- Directions for this task -
Copy out the stretch of the listing from the line that contains "Expected behaviour: for every instance of the dormer" through the end of the listing, changing "biggest" to "largest" and keeping everything else the same.

=======

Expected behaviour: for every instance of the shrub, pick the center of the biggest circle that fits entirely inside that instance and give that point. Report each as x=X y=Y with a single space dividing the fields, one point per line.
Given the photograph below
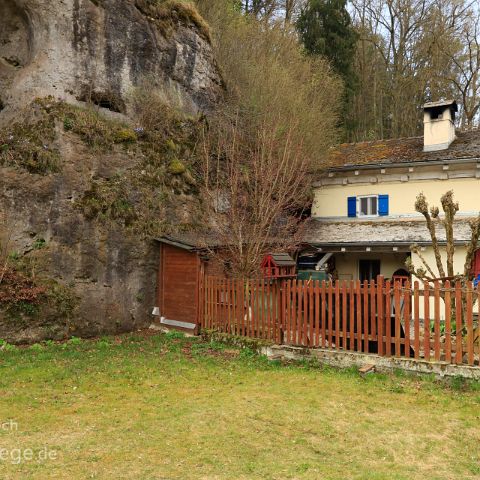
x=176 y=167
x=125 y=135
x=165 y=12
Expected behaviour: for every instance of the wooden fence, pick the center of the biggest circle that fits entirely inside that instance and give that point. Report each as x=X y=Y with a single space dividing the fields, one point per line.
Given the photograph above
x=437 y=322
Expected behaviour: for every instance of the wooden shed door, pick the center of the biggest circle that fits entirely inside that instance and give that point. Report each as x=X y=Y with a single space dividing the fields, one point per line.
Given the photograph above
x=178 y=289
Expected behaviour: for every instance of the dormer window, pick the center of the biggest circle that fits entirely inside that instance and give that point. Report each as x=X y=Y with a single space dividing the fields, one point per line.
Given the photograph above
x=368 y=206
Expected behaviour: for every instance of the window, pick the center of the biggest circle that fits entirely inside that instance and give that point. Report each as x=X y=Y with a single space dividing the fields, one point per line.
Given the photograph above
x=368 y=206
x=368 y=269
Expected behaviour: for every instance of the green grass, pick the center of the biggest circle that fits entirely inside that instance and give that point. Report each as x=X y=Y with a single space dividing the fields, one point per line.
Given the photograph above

=======

- Response to this task -
Expected behaviour: for every instance of the dormer window, pick the center of the largest circle that fits entirely inside that instance and give that point. Report each as x=X y=Y with a single space dividing the fields, one point per line.
Given the photograph above
x=368 y=206
Expected behaviour: for every instance of the window, pick the center of the largest circle that fits entirely inside that instance and give that point. Report each as x=X y=Y with a single space dividing the fields, one point per line.
Given the photograph above
x=368 y=206
x=368 y=269
Expected behaviour: for every instance of the green grass, pick the center of the largest circle that fits entirely inside that instance and give that point. Report each as x=X y=Y with a single space dividing the fields, one point per line.
Given the photograph above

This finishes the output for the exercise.